**Request:** Please copy each of the following records word for word, keeping every line as it appears.
--------
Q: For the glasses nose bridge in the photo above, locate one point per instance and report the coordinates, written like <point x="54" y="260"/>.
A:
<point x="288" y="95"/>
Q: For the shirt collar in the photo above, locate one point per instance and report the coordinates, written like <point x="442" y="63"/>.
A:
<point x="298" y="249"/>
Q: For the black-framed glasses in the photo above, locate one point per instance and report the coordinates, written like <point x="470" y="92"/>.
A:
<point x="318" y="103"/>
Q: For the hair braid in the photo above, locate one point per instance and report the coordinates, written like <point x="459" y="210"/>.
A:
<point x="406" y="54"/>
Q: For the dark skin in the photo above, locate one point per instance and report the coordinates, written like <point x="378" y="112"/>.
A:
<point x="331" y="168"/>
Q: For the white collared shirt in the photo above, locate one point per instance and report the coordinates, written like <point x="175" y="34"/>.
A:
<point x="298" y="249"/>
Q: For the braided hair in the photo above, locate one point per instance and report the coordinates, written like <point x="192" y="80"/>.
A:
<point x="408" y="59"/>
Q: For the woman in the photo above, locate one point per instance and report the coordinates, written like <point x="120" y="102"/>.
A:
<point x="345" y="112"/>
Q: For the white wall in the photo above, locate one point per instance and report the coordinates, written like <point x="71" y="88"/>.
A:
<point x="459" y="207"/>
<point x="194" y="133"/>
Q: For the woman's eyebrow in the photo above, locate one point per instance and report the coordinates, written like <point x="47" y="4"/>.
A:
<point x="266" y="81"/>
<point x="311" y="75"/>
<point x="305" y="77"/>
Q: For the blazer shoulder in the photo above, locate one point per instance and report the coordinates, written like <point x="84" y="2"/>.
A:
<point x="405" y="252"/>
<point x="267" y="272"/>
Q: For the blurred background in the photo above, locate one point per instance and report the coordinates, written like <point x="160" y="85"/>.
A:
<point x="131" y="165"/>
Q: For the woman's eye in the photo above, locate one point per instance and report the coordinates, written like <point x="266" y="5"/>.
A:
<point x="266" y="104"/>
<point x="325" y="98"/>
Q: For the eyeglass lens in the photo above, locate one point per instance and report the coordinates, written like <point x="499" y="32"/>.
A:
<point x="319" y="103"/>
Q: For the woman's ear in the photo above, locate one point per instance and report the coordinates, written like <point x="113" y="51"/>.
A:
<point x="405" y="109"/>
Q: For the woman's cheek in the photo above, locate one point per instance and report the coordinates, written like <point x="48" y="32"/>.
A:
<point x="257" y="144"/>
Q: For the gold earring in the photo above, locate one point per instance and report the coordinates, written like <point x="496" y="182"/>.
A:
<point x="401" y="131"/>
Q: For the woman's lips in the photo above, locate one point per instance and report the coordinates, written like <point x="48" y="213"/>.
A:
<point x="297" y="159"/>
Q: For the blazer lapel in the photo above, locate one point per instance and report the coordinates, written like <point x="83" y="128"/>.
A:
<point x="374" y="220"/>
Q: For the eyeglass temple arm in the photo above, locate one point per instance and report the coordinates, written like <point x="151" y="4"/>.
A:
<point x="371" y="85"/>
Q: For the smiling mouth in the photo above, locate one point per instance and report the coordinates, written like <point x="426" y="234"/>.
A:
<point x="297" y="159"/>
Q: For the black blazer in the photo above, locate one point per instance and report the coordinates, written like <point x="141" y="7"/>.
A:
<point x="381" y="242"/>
--------
**Task output:**
Q: For the glasses nose bridge in the photo above, locate one point per instance and report the coordinates, written like <point x="54" y="260"/>.
A:
<point x="288" y="95"/>
Q: For the shirt collar in the photo above, locate one point per instance and report the coordinates, written like <point x="442" y="63"/>.
A:
<point x="298" y="249"/>
Q: For the black-framed glasses in the photo above, locate one point per instance and report the coordinates, written like <point x="470" y="92"/>.
A:
<point x="318" y="103"/>
Q: For the hair braid in the photo above, locate one point per instance and report the coordinates, written like <point x="459" y="210"/>.
A:
<point x="406" y="54"/>
Q: For the dark skin in the photo above, locate one point per instance and report the coordinates, written like <point x="378" y="112"/>.
A:
<point x="331" y="168"/>
Q: For the white collared shirt in the photo above, locate one point per instance and report the coordinates, written like <point x="175" y="34"/>.
A:
<point x="298" y="249"/>
Q: For the braided hair in the photo above, locate one point per instance and report the coordinates, written like <point x="192" y="80"/>.
A:
<point x="408" y="59"/>
Q: For the woman in the photo above, locate one point per instance and report the coordinates, written like <point x="120" y="102"/>.
A:
<point x="345" y="112"/>
Q: For the white wall in the photo above, locate one point per instance and report the coordinates, written like <point x="71" y="88"/>.
A:
<point x="459" y="207"/>
<point x="194" y="133"/>
Q: For the woman's eyebrow in the photo above, locate one point per instance and report the coordinates, written like <point x="47" y="4"/>.
A:
<point x="266" y="81"/>
<point x="311" y="75"/>
<point x="305" y="77"/>
Q: For the blazer shoulder in the photo above, locate one point per instance and report the coordinates, written like <point x="84" y="2"/>.
A:
<point x="405" y="252"/>
<point x="267" y="272"/>
Q: For the blurred background in the photo above, locate one point per instance and report the coordinates, written like <point x="160" y="85"/>.
A:
<point x="131" y="165"/>
Q: For the woman's eye in the photo above, locate one point per instance and report the coordinates, written like <point x="266" y="5"/>.
A:
<point x="266" y="104"/>
<point x="325" y="98"/>
Q: For the eyeglass lens in the photo above, locate one point per instance and report the coordinates, written like <point x="499" y="32"/>.
A:
<point x="319" y="103"/>
Q: For the woman's ear in the photo above, locate one point per instance and report the coordinates, written like <point x="113" y="51"/>.
A:
<point x="405" y="109"/>
Q: For the woman's cheek in the photo above, locate one point per instance and report the coordinates, written like <point x="48" y="32"/>.
A:
<point x="257" y="144"/>
Q: For the gold earring in the photo above, locate one point per instance and report the coordinates, written like <point x="496" y="182"/>.
A:
<point x="401" y="131"/>
Q: For the woman's lips in the photo above, locate one point per instance and report the coordinates, written like <point x="48" y="213"/>.
A:
<point x="297" y="159"/>
Q: For the blazer lapel in the photo above, locate one point per instance and report the coordinates, written like <point x="83" y="128"/>.
A:
<point x="374" y="220"/>
Q: For the eyeglass temple arm in the photo above, locate one point per instance and report the coordinates, written like <point x="151" y="4"/>.
A:
<point x="371" y="85"/>
Q: For the smiling mouth in the photo above, locate one point per instance and report the coordinates, written like <point x="426" y="234"/>.
A:
<point x="297" y="159"/>
Q: For the black blazer in the photo above, locate one point per instance and report the coordinates, written like <point x="141" y="7"/>.
A:
<point x="381" y="242"/>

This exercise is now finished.